# **StyleGAN3 + CLIP 🖼️**

## Generate images (mostly faces) from text prompts using NVIDIA's StyleGAN3 with CLIP guidance.

Code written by [nshepperd](https://twitter.com/nshepperd1) (https://github.com/nshepperd).

Modified by [justinjohn0306](https://github.com/justinjohn0306)

Thanks to [Katherine Crowson](https://twitter.com/RiversHaveWings) (https://github.com/crowsonkb) for coming up with many improved sampling tricks, as well as some of the code.


**Visit StyleGAN3**, [here](https://github.com/NVlabs/stylegan3).

In [None]:
#@title Licensed under the MIT License { display-mode: "form" }

# Copyright (c) 2021 nshepperd; Katherine Crowson

# Permission is hereby granted, free of charge, to any person obtaining a copy
# of this software and associated documentation files (the "Software"), to deal
# in the Software without restriction, including without limitation the rights
# to use, copy, modify, merge, publish, distribute, sublicense, and/or sell
# copies of the Software, and to permit persons to whom the Software is
# furnished to do so, subject to the following conditions:

# The above copyright notice and this permission notice shall be included in
# all copies or substantial portions of the Software.

§ EXERCISE REQUIREMENTS
Output the part of the StyleGAN3 + CLIP page between "## Generate images" and "of the code.", inclusive.

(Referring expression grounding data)
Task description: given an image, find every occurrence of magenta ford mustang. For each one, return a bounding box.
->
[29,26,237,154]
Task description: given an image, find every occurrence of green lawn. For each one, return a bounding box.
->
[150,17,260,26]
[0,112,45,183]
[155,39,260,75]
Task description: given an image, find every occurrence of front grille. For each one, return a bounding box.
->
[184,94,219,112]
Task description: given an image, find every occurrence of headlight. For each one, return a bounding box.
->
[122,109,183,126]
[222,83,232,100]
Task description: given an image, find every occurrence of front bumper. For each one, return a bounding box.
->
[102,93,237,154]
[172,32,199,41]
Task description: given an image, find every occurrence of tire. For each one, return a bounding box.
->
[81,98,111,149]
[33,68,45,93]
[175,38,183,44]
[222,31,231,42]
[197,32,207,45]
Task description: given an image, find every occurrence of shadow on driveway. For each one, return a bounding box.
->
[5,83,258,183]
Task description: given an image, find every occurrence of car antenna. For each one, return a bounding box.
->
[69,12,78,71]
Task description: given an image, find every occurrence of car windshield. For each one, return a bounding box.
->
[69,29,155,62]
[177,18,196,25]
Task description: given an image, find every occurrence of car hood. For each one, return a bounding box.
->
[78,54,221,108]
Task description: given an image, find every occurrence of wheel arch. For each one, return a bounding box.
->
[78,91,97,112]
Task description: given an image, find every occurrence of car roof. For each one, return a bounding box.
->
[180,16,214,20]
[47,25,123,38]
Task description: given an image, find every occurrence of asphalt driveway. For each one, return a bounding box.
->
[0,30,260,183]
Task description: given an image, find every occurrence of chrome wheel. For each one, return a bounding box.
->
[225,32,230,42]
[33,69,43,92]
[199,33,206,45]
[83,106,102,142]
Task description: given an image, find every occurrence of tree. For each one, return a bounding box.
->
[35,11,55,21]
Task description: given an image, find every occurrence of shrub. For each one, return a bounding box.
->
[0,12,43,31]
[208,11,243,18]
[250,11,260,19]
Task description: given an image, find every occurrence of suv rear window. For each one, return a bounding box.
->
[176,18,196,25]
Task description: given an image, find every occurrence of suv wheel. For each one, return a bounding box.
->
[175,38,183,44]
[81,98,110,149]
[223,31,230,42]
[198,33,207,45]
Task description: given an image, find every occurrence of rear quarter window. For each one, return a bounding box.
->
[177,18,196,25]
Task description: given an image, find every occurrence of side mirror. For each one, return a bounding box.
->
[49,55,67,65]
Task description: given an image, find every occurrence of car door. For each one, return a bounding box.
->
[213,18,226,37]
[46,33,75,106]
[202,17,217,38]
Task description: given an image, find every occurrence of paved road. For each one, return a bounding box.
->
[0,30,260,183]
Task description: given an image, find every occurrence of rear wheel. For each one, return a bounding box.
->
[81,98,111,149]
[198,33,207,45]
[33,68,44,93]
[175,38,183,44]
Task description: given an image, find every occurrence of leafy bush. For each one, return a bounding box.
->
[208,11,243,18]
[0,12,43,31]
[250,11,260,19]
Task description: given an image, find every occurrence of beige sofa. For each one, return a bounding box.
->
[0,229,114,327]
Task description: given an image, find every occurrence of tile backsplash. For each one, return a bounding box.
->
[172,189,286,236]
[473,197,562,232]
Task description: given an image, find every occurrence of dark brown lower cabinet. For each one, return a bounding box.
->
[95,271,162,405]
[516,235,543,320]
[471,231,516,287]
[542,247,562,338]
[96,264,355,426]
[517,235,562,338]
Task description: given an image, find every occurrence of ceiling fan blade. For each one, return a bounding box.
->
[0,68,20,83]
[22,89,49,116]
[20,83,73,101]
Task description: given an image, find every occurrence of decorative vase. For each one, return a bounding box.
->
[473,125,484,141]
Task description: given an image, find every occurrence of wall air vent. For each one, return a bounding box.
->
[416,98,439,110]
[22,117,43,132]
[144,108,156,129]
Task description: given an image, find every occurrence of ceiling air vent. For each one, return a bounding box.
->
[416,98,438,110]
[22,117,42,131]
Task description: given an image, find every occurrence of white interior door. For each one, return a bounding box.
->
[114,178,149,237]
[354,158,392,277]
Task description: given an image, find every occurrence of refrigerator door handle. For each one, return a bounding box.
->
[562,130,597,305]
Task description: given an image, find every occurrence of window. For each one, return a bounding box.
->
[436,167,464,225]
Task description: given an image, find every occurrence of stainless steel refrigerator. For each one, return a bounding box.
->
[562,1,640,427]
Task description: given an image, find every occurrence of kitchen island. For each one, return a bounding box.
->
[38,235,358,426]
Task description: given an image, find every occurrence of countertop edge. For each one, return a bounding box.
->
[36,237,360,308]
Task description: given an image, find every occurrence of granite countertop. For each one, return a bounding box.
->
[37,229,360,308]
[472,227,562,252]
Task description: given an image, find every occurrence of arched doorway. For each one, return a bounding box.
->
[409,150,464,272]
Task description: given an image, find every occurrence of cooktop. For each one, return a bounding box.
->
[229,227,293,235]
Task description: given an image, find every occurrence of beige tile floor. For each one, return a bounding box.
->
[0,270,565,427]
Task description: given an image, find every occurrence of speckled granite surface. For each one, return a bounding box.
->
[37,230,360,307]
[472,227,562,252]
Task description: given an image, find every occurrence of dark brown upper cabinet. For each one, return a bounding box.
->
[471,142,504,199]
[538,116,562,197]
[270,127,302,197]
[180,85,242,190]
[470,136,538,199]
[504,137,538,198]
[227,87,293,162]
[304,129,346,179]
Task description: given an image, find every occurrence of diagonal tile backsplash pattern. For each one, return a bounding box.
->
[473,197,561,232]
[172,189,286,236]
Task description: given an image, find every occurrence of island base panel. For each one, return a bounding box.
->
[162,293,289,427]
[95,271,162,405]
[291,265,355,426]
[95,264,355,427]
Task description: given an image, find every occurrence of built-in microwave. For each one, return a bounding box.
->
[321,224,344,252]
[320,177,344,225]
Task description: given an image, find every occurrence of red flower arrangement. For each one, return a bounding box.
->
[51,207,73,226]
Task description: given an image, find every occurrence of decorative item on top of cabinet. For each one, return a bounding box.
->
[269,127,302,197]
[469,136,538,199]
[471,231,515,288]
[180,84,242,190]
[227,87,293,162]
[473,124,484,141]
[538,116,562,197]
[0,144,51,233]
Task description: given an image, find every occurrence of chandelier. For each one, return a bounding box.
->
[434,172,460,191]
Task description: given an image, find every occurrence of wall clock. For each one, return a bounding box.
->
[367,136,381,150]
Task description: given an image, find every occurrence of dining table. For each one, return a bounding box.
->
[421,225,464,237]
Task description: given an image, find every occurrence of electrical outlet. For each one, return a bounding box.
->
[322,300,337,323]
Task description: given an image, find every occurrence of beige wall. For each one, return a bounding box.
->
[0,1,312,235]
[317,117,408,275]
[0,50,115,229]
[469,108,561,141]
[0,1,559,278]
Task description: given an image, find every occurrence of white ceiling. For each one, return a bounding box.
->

§ THE ANSWER
## Generate images (mostly faces) from text prompts using NVIDIA's StyleGAN3 with CLIP guidance.

Code written by [nshepperd](https://twitter.com/nshepperd1) (https://github.com/nshepperd).

Modified by [justinjohn0306](https://github.com/justinjohn0306)

Thanks to [Katherine Crowson](https://twitter.com/RiversHaveWings) (https://github.com/crowsonkb) for coming up with many improved sampling tricks, as well as some of the code.